Source extract:
*****
Since I have written about the science of reading, heart words, and explicit phonics instruction, so many of you have reached out and asked, “so how do I set up my literacy block and work with students in small groups?”
I know it can be overwhelming learning that what you’ve been doing needs to change, especially with all the challenges teachers face with time and curriculum restraints.
In this post, I’m sharing a literacy block template you can use to set up your reading and writing instruction, just in time for the new school year!
But before I get into it, make sure you complete the right literacy assessments before planning out anything for the year.
What should literacy instruction include?
The 3 main areas that you want to focus on in your literacy instruction are:
When planning out your literacy block, make sure every activity targets one of these three areas.
Decoding requires phonological awareness, phonics, and blending and segmenting. Students should be able to hear and manipulate sounds in words, understand relationships between graphemes and phonemes, and manipulate parts of words. These are the things you will focus on in your phonics lessons and activities.
Some activities that you can include in your lessons that address decoding include:
- Elkonin boxes
- Syllable splitting
- Syllable blending
- Segmenting phonemes
- Blending phonemes
- Phoneme deletion and subsitution
- Highlight target phonics pattern
- Phonics games
- Memory or matching game
- Word building
- Search for target phonics pattern
- Word work worksheets
- Heart words (high frequency words)
Fluency requires the ability to read smoothly, with expression, at the right pace, and with attention to punctuation. Including activities that build fluency is important.
Some activities that address fluency include:
- Read alouds
- Shared reading
- Independent reading
- Listening to an audio book
- Choral reading
- Partner reding
- Readers’ Theatre
- Grammar instruction
Comprehension requires vocabulary knowledge, background knowledge, and language comprehension. These are the things you will focus on in your comprehension instruction.
Some activities that address comprehension include:
- Reading a nonfiction passage to increase background knowledge
- Voabulary instruction
- Shared reading
- Independent reading
- Science & social studies content (increases background knowledge)
- Think alouds
- Stop and retell
Literacy Block Schedule Template
I know that every school has different time requirements and even specific activity requirements for reading and writing instruction. You might be able to adapt what you are currently doing and swap some activities or change up the timing to fit with what research says actually works to improve reading.
*****
Provided records:
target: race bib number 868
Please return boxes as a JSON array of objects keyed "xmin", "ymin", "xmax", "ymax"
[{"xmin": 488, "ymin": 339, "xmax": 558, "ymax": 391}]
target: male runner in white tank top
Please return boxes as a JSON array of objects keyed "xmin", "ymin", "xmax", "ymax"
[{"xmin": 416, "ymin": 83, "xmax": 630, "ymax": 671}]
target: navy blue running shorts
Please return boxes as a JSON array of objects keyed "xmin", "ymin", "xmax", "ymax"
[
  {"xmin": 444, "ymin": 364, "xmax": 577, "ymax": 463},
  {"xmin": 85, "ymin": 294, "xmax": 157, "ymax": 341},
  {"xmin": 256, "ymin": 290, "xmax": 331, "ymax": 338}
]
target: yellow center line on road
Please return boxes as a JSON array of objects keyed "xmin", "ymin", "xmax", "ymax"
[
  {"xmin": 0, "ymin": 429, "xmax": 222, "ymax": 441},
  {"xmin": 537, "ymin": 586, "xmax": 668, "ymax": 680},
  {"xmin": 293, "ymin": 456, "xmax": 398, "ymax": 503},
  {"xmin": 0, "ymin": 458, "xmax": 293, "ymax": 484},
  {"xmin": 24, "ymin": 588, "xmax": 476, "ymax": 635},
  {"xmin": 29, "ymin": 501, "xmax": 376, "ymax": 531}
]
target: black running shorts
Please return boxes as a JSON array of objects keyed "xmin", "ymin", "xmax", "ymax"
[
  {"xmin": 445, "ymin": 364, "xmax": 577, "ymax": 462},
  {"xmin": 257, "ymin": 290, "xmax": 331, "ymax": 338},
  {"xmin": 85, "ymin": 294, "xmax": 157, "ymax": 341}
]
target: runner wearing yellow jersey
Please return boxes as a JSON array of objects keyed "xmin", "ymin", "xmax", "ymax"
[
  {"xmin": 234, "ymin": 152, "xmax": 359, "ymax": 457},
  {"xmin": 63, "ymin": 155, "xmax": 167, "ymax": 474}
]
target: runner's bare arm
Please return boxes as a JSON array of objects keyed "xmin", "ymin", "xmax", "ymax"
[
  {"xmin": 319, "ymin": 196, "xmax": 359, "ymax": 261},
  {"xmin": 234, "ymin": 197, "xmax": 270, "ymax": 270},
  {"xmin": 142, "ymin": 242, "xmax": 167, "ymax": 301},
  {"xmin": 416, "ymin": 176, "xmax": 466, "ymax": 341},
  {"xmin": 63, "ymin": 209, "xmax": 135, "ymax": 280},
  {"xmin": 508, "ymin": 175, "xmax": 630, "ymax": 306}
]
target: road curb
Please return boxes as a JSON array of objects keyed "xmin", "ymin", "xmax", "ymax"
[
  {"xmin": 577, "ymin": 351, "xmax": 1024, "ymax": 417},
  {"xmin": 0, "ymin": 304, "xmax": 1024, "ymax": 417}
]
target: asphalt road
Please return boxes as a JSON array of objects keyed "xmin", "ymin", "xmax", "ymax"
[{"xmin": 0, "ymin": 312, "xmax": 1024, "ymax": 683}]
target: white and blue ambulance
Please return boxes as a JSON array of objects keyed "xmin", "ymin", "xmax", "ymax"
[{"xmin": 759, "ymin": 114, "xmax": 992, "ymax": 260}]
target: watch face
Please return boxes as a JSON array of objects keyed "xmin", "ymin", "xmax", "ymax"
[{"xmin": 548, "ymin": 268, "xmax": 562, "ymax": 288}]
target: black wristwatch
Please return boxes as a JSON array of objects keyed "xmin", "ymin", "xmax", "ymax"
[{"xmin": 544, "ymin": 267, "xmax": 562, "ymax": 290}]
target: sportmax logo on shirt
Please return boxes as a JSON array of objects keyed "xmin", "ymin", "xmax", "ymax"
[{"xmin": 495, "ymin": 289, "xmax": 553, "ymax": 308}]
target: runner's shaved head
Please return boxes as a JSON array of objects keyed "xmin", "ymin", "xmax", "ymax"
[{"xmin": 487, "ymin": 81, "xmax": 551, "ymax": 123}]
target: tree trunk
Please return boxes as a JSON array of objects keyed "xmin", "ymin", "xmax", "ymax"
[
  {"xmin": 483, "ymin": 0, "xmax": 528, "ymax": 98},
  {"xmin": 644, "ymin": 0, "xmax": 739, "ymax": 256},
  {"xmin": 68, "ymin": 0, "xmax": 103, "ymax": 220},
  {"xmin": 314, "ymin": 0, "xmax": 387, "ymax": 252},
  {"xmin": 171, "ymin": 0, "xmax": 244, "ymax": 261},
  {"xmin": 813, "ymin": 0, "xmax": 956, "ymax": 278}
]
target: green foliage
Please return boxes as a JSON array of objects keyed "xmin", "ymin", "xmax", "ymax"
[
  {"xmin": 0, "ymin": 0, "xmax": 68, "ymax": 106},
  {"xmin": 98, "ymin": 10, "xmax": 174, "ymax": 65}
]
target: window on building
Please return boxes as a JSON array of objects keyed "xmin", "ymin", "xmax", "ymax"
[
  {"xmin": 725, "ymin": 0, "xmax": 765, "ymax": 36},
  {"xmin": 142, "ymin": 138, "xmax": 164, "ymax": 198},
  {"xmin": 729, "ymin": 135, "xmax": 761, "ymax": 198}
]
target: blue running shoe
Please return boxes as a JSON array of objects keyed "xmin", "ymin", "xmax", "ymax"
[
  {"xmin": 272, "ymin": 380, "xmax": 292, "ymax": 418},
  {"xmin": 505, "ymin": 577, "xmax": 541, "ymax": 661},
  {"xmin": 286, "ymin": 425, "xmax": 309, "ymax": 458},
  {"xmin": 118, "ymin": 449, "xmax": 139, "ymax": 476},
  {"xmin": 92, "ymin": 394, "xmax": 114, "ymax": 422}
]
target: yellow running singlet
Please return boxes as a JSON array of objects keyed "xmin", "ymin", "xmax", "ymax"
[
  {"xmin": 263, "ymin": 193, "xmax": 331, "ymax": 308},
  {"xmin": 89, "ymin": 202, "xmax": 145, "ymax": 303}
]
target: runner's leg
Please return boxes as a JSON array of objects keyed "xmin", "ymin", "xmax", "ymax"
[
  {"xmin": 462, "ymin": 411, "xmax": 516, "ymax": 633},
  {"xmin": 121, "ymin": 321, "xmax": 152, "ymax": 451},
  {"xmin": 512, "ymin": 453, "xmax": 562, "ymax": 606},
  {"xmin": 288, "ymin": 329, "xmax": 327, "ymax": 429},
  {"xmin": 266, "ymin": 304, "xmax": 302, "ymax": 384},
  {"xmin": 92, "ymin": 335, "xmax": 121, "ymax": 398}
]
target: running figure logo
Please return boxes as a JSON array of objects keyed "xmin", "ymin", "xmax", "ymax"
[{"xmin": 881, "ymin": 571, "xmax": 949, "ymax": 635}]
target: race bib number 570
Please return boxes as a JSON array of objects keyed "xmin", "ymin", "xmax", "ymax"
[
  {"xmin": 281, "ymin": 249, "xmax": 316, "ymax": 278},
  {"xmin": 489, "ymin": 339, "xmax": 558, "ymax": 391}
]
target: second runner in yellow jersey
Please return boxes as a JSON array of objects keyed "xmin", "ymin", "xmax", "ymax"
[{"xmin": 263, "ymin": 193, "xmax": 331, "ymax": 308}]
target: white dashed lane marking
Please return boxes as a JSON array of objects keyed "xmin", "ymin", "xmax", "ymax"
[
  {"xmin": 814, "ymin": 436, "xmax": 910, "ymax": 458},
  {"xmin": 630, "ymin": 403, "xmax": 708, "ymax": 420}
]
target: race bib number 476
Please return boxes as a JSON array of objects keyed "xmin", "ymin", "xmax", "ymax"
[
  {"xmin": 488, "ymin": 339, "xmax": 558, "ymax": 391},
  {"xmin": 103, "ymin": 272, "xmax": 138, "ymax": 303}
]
*****
Task instructions:
1/ In the literacy block post, which three things does decoding require?
2/ Continue the literacy block post from the end of its last sentence.
The records have no role here.

The responses:
1/ Phonological awareness, phonics, and blending and segmenting.

2/
Sometimes administrators need a little education on why certain programs or activities need to be updated or changed, and hopefully, you don’t encounter a lot of pushback with this.
Here is a sample of what a literacy block should look like for kindergarten through second grade:
- Sound Manipulation – 10 minutes of activities that build phonological awareness
- Phonics – about 30 minutes of activities that focus on decoding, encoding, phonological awareness, high frequency words, and vocabulary
- Shared or close reading – 10 minutes of activities that adress print and book skills, phonics, fluency, comprehension, and vocabulary
- Read-aloud & vocabulary – 15 minutes of activities that focus on comprehension, vocabulary, and modeling fluency
- Writing – 30-45 minutes of acvities that teach encoding, fine motor skills, and grammar
- Independent Reading – 10 minutes or less
- Small Groups – 30-45 minutes of activities that reinforce phonological awareness, phonics, fluency, comprehension, and vocbaulary
These activities DO NOT have to be scheduled in this order, nor do the activities need to stick within these recommended time frames.
Think of transition times that you can do phonemic awareness activities like while walking to lunch. You could do a read-aloud while students eat their morning or afternoon snack. Some of these activities could be independent small group activities that your students work on while you work with another group.
Break up the longer time frames if needed. For example, in Kindergarten you may do half of your small group instruction in the morning and the other half in the afternoon, so that the other students are not doing independent work for so long (because you know they will get off task after about 10 minutes or so).
Think about what programs you’re currently using and assess which areas they address: decoding, fluency, and/or comprehension. You don’t need to include everything every day. You can do certain activities less often, or try a schedule that alternates activities so it takes 2 days to go through all the areas.
What you do want to have each day is a little bit of instruction that addresses decoding, fluency, and comprehension. But be flexible and realistic. Some people can’t fit all this into their daily schedule. Do the best that you can with what you have available to you.
What do students do for independent work while you are working with a small group?
I get this question so often, so I’m betting you were thinking about this while looking at that schedule.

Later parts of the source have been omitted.